# MATERIAL PROVIDED:
============================================================
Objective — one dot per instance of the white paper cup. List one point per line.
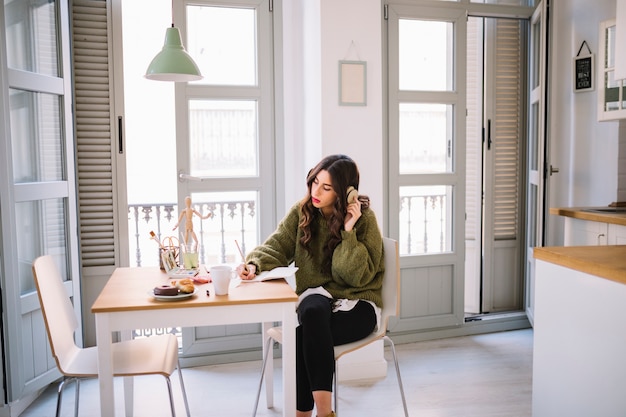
(221, 276)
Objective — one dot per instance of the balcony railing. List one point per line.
(229, 221)
(424, 229)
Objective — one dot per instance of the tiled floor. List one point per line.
(472, 376)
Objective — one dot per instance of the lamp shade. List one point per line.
(173, 63)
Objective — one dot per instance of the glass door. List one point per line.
(426, 164)
(37, 191)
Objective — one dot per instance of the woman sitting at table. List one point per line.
(332, 236)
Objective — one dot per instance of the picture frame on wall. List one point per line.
(583, 70)
(352, 83)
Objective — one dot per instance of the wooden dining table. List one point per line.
(126, 303)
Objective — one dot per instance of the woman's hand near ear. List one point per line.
(353, 214)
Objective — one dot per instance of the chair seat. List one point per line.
(391, 299)
(152, 355)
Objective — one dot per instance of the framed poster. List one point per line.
(583, 70)
(352, 83)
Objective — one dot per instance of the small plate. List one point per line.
(180, 296)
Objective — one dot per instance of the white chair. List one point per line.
(149, 356)
(391, 307)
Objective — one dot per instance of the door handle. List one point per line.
(553, 170)
(183, 176)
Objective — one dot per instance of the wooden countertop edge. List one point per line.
(608, 262)
(579, 213)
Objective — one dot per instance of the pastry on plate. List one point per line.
(184, 285)
(167, 290)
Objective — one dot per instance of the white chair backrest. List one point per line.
(391, 281)
(57, 309)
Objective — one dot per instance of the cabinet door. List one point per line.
(611, 97)
(585, 233)
(617, 234)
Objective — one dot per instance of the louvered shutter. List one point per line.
(94, 133)
(508, 129)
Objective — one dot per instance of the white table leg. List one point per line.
(289, 361)
(129, 391)
(105, 365)
(269, 366)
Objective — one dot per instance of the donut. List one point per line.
(165, 290)
(185, 285)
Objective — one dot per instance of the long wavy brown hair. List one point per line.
(344, 173)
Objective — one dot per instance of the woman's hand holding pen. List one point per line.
(246, 272)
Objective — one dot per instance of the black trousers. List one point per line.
(320, 329)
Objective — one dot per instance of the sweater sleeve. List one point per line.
(358, 259)
(278, 249)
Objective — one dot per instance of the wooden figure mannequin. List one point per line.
(188, 213)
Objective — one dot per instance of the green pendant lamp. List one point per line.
(173, 63)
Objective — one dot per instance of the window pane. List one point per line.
(426, 55)
(223, 138)
(425, 219)
(37, 142)
(425, 138)
(41, 230)
(222, 41)
(31, 40)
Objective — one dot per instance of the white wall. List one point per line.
(320, 34)
(584, 150)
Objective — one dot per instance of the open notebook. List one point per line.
(276, 273)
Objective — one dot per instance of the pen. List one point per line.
(243, 258)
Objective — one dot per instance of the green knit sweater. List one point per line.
(357, 264)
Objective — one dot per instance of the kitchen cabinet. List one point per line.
(585, 232)
(616, 234)
(611, 91)
(578, 354)
(589, 226)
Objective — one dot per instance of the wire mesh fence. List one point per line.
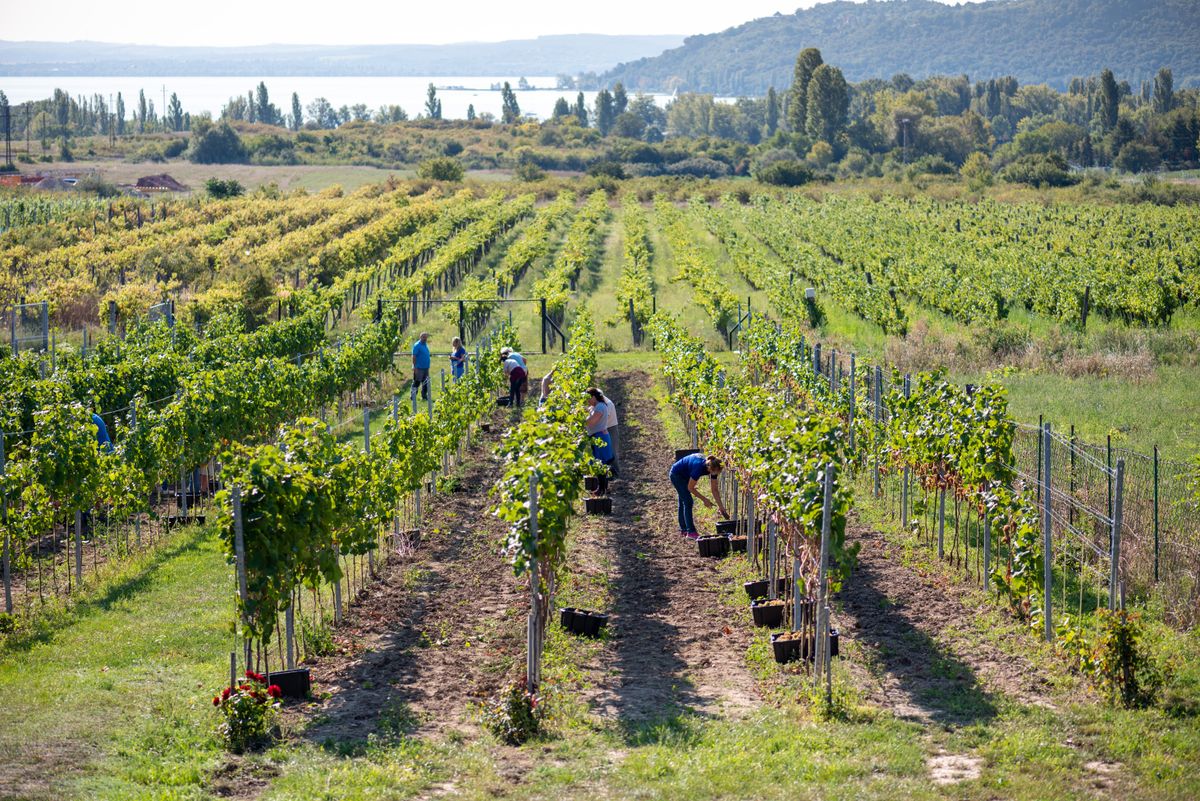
(1156, 541)
(28, 326)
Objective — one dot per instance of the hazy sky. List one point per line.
(363, 22)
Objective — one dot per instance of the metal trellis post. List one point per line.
(1117, 504)
(1047, 538)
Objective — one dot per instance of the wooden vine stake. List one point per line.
(533, 650)
(823, 662)
(7, 540)
(239, 544)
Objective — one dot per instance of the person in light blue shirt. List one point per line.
(421, 363)
(684, 475)
(102, 440)
(457, 359)
(508, 353)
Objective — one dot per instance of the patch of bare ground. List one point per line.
(671, 648)
(441, 630)
(33, 770)
(917, 666)
(239, 778)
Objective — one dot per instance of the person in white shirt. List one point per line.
(613, 435)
============================================================
# WHAT YOU SHOULD DO:
In your copy of the material, match every word exactly and include no pictures.

# TASK RESULT:
Objective — one dot per instance of the white paper cup. List one point per line.
(221, 276)
Objective — one dot per instance of the balcony railing. List one point per line.
(229, 221)
(424, 229)
Objective — one dot per instance of the tiled floor. List one point per line.
(472, 376)
Objective — one dot per instance of the lamp shade. List one point per line.
(173, 63)
Objective — one dot per instance of the glass door. List one point per line.
(426, 164)
(37, 191)
Objective — one dot per instance of the woman sitting at table. List one point per line.
(332, 236)
Objective — one dot per instance of the picture frame on wall. List one point per line.
(583, 70)
(352, 83)
Objective — one dot per instance of the wooden dining table. List one point per line.
(126, 303)
Objective — one dot per instance of the woman's hand near ear. List one point per line.
(353, 214)
Objective — one dot per instance of the chair seat. List one point per line.
(391, 299)
(152, 355)
Objective — one dot per instance of the framed poster. List one point per line.
(583, 70)
(352, 83)
Objective — one dot per instance of the small plate. List one point per line.
(180, 296)
Objective — one dot per instance of the white chair. List one point per line.
(149, 356)
(391, 307)
Objective — one dot per instance of the door handle. List one point per line.
(553, 170)
(183, 176)
Objective — one dot per instance of the wooden countertop edge. List one point per line.
(608, 262)
(579, 213)
Objective — one dot per instance of the pastry on plate. List one point per line.
(184, 285)
(167, 290)
Objective — one dot per instance of the white chair backrest. List one point per line.
(391, 281)
(57, 309)
Objective — one dot per instance of the cabinet door. List one point per line.
(611, 97)
(585, 233)
(617, 234)
Objective — one dot per instance of the louvered shutter. List one point per line.
(94, 133)
(508, 129)
Objective — one dot per instance of the white table leg. List one point per line.
(289, 361)
(129, 391)
(105, 365)
(269, 366)
Objective — one dot per instance of the donut. List one point per line.
(165, 290)
(185, 285)
Objective — one dot per instance of the long wavy brown hair. List one point per line.
(344, 173)
Objective — one dot per instance of the woman's hand holding pen. List one point per line.
(246, 272)
Objective — one dot per instance of the black trousers. List one point per line.
(320, 329)
Objective — one dot per instance of the sweater sleeve. List one point per line.
(358, 259)
(278, 249)
Objective — one dot per instance of the wooden figure mannequin. List one point per line.
(188, 213)
Objective — one dot per instance of the green pendant lamp. List one point per line.
(173, 63)
Objective — one dot per instance of the window pane. List one point per line.
(426, 55)
(223, 138)
(425, 219)
(37, 142)
(425, 138)
(41, 230)
(222, 41)
(31, 40)
Objective — one dot per instance of the white wall. List one point per line.
(320, 34)
(584, 150)
Objective — one dot per instance of the open notebook. List one point per line.
(276, 273)
Objective — one dot per instance of the pen. List one point per line.
(243, 258)
Objective — one dot per instance of the green knit sweater. List one point per line.
(357, 264)
Objective — one dot per instance of the kitchen cabinet. List one point per line.
(585, 232)
(616, 234)
(611, 91)
(578, 354)
(589, 226)
Objective — one dot per instance of the wire mesh fence. List one point per line.
(1156, 541)
(28, 326)
Objective — one dot per instance of the hazy sky. List one point per line.
(363, 22)
Objective — one dot per instance of the metal trellis post. List one point per line.
(1117, 504)
(1047, 538)
Objective — one dot per instance of the wooden vine stake. List one point per line.
(533, 650)
(823, 662)
(7, 540)
(239, 544)
Objective — one dot per instance of the person in light blue shirt. List one point per line.
(421, 363)
(684, 475)
(102, 440)
(457, 359)
(508, 353)
Objective — one dot per instance of the patch of bare ground. List one point per line.
(671, 648)
(441, 630)
(33, 770)
(917, 666)
(239, 778)
Objective — one dot per instance of the person in white shirt. List one point per line.
(613, 435)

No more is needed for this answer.